> [Tareas propuestas]
A. Según el texto sobre la tolerancia, ¿en qué fecha se celebra el Día Internacional para la Tolerancia?
B. Prolongue el texto sobre la tolerancia a partir de su última oración.

> [Extracto de origen]
━━━━━━
¿Estamos preparados para disculpar los defectos de los
demás?
A raíz de un evento interactivo que se realiza en la sede de
la ONU, "Somos Familia: educar a nuestros hijos para un mundo más
seguro", para conectar a los jóvenes en todo el mundo, con motivo del el
Día Internacional para la Tolerancia (16 de noviembre), se me ocurre interrogarme, e interrogar también al lector
si me lo permite, sobre esta cuestión: ¿Estamos preparados para disculpar los
defectos de los demás? ¿Es necesario reparar en ellos?. El aguante es esa sensación incomoda de que
al final el otro pudiera tener razón. A veces, en el camino diario de la vida,
nos encontramos con un sin fin de signos que son una auténtica contradicción, y
máxime hoy en día, que la cultura dominante es individualista, centrada más en
los derechos individuales que en los colectivos, para que todos podamos
convivir sin miedo en la diversidad. Evidentemente, ser tolerantes es algo que
debe activarse permanentemente, y ya desde la infancia ha de aprenderse, para
contribuir a que las generaciones venideras conformen un planeta más justo, con
menos violencia y sin discriminación.
Sí en verdad queremos estar preparados para poder disculpar
los defectos de los demás, hemos de tener claro y de reconocer los derechos
humanos universales y la complejidad de los pueblos. Yo mismo reivindicaba en
un artículo reciente al individuo como pueblo, no como masa, convencido de que
solo podemos avanzar como familia de familias, o si se quiere como comunidad de
países, con sus singularidades culturales, pero indudablemente tenemos que recurrir
a la solidaridad, o a la fraternización humana, reconociendo que absolutamente
todos, sí toda la especie, compartimos un destino común. Por eso es tan
importante la condescendencia, comprensión y hasta la misma bondad; puesto que,
benevolencia -como decía Antonio Machado- "no quiere decir tolerancia de
lo ruin, o conformidad con lo inepto, sino voluntad de bien".
Efectivamente, esta energía positiva ha de partir del entendimiento y del
respeto recíproco de todas las partes en cuestión. De ahí la importancia de
educar para la convivencia desde la pluralidad de cultos y cultivos, como un
manantial de creatividad y de renovación para todas las sociedades.
━━━━━━
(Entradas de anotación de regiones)
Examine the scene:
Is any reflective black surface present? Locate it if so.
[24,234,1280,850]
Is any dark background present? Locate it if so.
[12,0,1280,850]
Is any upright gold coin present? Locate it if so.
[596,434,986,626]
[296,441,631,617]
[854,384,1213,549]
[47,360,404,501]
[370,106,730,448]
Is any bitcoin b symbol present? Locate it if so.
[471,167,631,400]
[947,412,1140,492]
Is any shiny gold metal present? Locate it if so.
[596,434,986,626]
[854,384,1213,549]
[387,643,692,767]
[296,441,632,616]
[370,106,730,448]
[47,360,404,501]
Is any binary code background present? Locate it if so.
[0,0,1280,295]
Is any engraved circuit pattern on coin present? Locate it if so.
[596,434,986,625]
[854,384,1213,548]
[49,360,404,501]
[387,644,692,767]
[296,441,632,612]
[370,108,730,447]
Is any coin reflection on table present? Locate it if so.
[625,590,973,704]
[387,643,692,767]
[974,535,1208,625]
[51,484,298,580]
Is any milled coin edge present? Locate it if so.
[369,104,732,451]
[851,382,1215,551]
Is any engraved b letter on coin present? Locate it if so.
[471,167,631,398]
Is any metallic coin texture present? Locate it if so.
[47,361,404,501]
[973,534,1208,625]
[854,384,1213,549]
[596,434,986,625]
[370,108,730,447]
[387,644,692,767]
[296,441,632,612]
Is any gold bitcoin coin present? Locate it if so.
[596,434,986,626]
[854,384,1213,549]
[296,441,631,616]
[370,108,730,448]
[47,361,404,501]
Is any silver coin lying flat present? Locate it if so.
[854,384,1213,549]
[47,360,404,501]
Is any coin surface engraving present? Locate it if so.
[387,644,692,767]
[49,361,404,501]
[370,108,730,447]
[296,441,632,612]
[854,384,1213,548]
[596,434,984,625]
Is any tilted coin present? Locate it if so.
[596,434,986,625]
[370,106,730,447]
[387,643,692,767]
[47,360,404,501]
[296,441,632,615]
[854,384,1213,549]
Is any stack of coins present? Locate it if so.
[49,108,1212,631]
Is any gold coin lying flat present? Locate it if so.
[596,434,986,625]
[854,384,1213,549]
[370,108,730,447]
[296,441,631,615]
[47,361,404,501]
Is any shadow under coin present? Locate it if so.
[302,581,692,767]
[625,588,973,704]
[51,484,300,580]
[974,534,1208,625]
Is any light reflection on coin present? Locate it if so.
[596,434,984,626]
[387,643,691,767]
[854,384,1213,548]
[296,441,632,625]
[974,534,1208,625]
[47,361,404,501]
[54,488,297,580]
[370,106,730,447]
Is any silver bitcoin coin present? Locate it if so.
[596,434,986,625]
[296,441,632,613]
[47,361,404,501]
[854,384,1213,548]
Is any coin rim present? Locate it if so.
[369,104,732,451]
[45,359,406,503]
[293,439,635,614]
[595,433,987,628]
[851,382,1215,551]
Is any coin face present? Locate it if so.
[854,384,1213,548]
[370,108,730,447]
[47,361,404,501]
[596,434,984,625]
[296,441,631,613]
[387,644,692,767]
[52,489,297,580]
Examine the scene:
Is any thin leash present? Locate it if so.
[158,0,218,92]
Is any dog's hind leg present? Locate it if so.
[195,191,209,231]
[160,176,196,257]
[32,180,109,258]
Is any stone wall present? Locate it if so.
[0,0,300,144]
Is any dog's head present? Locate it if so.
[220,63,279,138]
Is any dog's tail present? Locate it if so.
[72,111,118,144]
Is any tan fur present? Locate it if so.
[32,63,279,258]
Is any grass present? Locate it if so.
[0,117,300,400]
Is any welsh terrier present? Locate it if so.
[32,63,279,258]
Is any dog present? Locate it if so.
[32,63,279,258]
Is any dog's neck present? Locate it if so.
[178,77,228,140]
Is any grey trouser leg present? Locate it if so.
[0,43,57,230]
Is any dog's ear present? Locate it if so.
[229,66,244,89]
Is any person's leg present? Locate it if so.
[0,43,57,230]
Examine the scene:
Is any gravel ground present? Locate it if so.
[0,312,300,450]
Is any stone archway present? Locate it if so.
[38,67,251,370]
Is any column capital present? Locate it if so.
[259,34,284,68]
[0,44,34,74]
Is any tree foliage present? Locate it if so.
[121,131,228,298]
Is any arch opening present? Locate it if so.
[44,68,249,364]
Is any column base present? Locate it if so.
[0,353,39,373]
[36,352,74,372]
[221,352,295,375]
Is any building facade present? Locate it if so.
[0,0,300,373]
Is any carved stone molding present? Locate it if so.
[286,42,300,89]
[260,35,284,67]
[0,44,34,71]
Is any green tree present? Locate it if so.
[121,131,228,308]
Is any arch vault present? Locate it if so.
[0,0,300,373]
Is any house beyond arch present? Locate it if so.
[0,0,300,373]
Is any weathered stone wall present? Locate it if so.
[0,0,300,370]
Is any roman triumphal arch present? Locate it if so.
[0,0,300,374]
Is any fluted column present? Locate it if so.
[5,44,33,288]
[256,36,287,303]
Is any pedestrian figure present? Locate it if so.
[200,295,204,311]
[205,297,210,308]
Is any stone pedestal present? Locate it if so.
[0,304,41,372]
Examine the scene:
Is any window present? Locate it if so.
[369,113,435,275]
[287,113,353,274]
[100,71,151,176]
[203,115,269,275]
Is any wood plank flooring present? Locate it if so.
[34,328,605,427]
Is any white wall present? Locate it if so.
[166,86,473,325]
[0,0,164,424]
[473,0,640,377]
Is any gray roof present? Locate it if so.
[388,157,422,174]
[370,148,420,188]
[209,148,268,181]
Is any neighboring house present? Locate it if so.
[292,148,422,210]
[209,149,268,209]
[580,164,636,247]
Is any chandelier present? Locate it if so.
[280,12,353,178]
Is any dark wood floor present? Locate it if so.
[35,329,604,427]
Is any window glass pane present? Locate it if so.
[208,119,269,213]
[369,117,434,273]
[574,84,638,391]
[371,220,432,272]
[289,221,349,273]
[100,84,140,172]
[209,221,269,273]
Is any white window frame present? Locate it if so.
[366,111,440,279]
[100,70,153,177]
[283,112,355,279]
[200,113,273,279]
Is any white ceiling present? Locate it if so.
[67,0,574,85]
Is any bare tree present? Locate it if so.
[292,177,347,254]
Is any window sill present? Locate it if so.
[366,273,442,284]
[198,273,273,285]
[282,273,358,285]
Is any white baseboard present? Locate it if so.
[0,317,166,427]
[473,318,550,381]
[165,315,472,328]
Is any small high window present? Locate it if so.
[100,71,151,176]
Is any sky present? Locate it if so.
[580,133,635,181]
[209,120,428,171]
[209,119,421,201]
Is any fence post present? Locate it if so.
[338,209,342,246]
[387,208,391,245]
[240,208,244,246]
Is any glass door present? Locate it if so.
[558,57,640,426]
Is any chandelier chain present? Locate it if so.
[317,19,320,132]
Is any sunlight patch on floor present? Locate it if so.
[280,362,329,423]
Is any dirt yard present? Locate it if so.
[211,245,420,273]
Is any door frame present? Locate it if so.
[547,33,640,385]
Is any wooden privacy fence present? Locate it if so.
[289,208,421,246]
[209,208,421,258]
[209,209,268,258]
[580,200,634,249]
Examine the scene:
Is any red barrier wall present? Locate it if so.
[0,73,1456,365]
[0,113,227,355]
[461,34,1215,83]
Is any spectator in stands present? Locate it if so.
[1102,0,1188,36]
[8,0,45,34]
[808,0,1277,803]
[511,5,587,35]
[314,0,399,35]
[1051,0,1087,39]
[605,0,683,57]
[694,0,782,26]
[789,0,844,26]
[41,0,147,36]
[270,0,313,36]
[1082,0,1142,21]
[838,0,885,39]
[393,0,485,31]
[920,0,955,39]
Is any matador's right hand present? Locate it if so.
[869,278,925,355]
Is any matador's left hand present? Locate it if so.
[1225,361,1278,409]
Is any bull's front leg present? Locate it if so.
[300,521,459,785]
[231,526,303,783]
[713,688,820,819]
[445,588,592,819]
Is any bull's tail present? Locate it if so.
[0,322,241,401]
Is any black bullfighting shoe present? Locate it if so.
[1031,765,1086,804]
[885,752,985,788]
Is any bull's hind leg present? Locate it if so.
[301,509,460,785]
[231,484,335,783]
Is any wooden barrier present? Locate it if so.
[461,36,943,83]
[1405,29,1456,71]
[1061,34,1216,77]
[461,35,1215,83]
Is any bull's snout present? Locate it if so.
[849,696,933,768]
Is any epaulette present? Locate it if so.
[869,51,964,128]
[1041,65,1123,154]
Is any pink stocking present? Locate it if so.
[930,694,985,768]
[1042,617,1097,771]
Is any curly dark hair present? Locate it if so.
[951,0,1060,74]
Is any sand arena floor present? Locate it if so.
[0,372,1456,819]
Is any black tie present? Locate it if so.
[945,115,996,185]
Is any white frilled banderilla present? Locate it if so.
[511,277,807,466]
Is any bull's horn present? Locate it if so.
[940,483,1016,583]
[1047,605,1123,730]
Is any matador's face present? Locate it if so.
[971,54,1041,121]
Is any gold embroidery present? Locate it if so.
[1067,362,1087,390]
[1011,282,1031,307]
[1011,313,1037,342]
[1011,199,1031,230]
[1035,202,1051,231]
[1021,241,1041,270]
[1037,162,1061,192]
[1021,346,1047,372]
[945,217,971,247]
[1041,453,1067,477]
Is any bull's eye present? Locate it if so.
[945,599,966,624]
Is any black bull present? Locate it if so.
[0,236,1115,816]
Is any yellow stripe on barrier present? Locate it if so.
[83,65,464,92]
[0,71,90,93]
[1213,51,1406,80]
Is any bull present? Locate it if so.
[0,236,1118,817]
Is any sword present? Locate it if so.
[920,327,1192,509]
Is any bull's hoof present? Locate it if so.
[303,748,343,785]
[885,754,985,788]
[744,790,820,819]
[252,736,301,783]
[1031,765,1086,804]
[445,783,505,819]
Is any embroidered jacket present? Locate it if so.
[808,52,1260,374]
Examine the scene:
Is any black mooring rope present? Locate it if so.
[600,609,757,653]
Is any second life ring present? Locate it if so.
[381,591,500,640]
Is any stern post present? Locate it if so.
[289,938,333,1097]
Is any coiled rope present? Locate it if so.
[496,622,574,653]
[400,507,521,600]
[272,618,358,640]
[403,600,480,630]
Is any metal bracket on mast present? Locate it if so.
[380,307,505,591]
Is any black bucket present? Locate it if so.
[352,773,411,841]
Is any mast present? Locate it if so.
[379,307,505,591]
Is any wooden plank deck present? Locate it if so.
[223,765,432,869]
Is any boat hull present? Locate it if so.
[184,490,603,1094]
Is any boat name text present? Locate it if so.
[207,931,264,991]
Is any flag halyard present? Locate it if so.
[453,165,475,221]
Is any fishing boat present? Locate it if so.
━━━━━━
> [Resultados por tarea]
A. El 16 de noviembre.

B.
Por supuesto, sí todos somos imperfectos y necesitamos de
esa clemencia de nuestros semejantes, luego por la misma razón hemos de tolerar
los defectos del mundo, hasta poder encontrar la solución global que nos
permita ponerles remedio. Para ello, indivisibles unos y otros, tenemos que dar
ese paso efectivo, tan vital para el momento actual, en la búsqueda del
restablecimiento de los sanos principios avivados por Naciones Unidas. En todo
caso, tampoco se puede tolerar el mal, porque causaría trastornos mayores y
dejaría de ser un bien. Este es un gran reto en los tiempos reinantes, ya que
en nombre de un falso concepto de disculpas o de tolerancias, en ocasiones se
termina persiguiendo a los que defienden la verdadera autenticidad del vinculo
comprensivo que ha de unirnos en el viaje compartido hacia un futuro armónico y
esperanzador para toda la especie. Precisamente, la diplomacia tan fomentada
desde los gobiernos, considerada como llave maestra de entendimiento o arte de
lo viable, se basa en la constante
convicción de que la armonía se puede alcanzar antes con la mano tendida que
con demostraciones de fuerza, con la escucha en lugar de los reproches, con el
diálogo en vez de dar la callada por
respuesta.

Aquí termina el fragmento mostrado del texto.